## Supplied text
Jimmy Connors and Chris Evert with their 1974 Wimbledon trophies

There was no single moment when the 1973 season officially ended and 1974 began. The tennis calendar was more of a perpetual cycle than a series of set campaigns. By the time Australia defeated the United States to reclaim the Davis Cup, preliminary ties in the 1974 competition were already in the books. When Ilie Năstase put the icing on his Grand Prix season with a victory at the elite Masters tournament, Australian Open warmups were in progress Down Under.

After the Australian Open, most of the world’s top players would head to North America, where the competing circuits had, for the most part, set aside their differences. Men would play World Championship Tennis and women would compete on the Virginia Slims tour. Unlike in 1973, Chris Evert would test her mettle against Billie Jean King, Rosie Casals, and the rest of the gang, and not just at the majors.

In the ongoing battle between tradition and made-for-television modernity, both sides tended to focus on money. Everyone’s bank balance looked better when the circuit headed for the biggest markets in the richest countries, especially if a TV network was interested in the rights. As the amateur ethic drifted further into the past, tournaments were less likely to be hosted at venerable clubs, more likely to be wedged into the calendar at arenas with artificial surfaces laid down a few days before the talent arrived. The traditionalists had fought for decades to preserve the old ways; now, their defeat was total.

One of the casualties was mixed doubles. What used to be a weekly feature was increasingly a novelty in a world where the tours rarely intersected. For 1963, my records include mixed doubles events at 215 tournaments around the world. A decade later, the number was down to 23, many of which were amateur events far off the beaten track of the major circuits.

The Riggs-King Battle of the Sexes symbolized a lot of things, perhaps none more than this: The genders now played against each other, not side by side.

## Given problem
Retype, character for character, the stretch of the 1974 tennis season passage that begins at the words "The Riggs-King Battle" and stops after "side by side.".

## Data extract
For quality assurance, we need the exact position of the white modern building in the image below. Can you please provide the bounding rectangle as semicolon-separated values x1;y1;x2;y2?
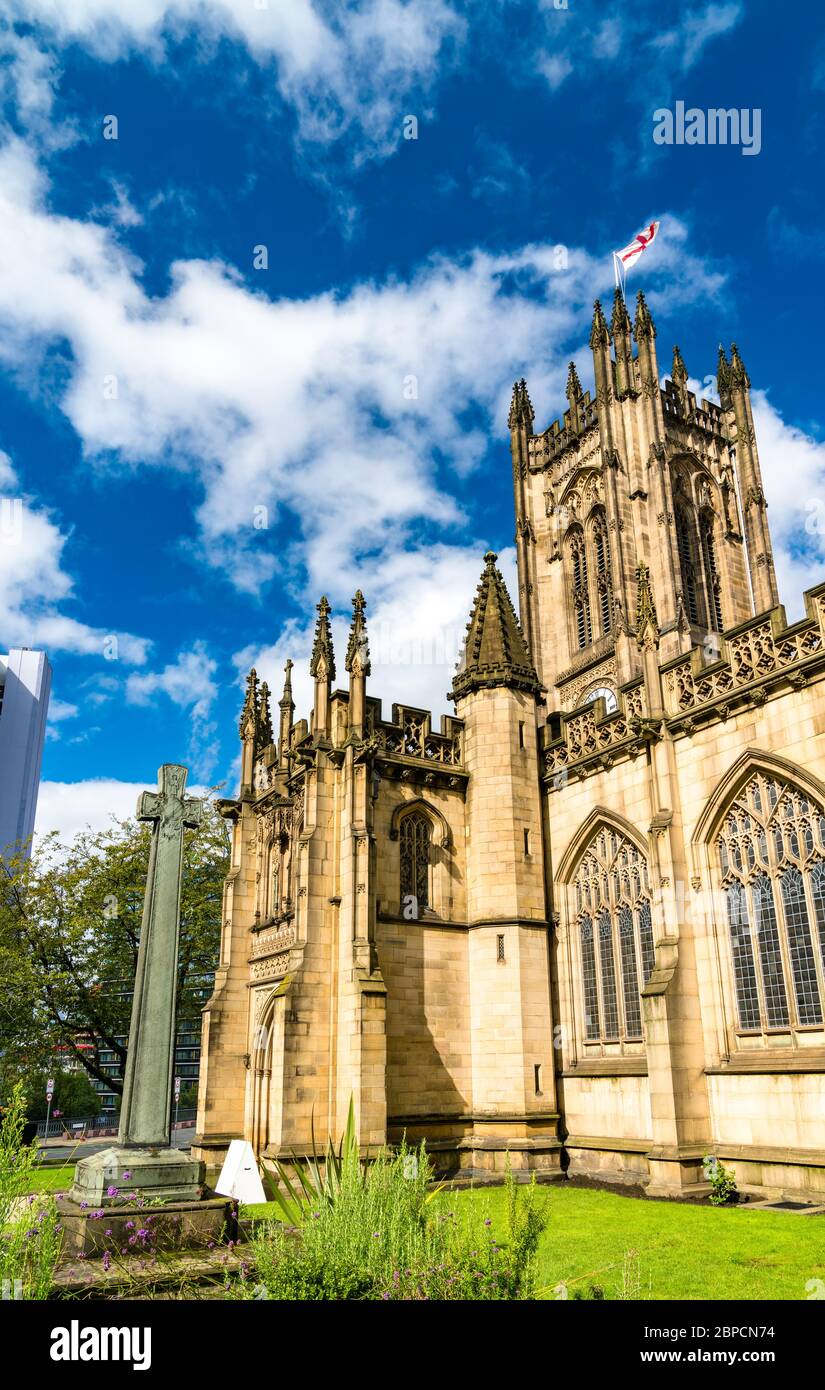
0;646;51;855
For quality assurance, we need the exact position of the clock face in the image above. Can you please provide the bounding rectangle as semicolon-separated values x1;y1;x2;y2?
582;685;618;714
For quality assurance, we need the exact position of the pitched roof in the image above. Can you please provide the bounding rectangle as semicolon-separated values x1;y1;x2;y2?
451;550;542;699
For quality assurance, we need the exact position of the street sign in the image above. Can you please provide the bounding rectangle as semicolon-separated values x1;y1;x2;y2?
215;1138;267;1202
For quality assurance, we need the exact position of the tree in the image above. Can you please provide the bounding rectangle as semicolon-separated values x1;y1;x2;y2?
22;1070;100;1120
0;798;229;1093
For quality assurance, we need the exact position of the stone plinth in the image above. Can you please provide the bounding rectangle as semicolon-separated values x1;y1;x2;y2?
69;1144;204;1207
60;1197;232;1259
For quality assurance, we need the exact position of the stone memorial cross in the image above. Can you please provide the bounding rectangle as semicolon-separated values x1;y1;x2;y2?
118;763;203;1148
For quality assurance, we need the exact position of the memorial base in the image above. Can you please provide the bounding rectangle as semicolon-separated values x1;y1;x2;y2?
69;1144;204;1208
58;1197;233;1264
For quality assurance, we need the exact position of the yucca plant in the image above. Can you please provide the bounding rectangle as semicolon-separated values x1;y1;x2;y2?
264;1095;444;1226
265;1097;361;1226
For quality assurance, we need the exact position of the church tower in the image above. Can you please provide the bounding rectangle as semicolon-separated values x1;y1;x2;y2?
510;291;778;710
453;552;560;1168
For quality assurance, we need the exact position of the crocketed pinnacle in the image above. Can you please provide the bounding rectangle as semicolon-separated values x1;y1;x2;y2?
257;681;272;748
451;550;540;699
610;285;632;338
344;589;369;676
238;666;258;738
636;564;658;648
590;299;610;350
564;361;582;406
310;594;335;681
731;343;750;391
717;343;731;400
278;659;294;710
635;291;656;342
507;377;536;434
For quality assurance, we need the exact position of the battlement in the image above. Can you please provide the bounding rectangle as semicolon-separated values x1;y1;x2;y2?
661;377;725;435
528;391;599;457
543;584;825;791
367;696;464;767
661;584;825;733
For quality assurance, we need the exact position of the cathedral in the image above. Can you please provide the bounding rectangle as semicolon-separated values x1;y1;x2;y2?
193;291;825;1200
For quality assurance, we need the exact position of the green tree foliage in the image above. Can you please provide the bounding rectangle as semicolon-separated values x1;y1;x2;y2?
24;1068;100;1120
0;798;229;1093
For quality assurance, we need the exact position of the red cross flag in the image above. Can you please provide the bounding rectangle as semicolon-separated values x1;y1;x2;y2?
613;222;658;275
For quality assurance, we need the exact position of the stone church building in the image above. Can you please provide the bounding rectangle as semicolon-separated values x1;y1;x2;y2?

## Result for this exercise
The Riggs-King Battle of the Sexes symbolized a lot of things, perhaps none more than this: The genders now played against each other, not side by side.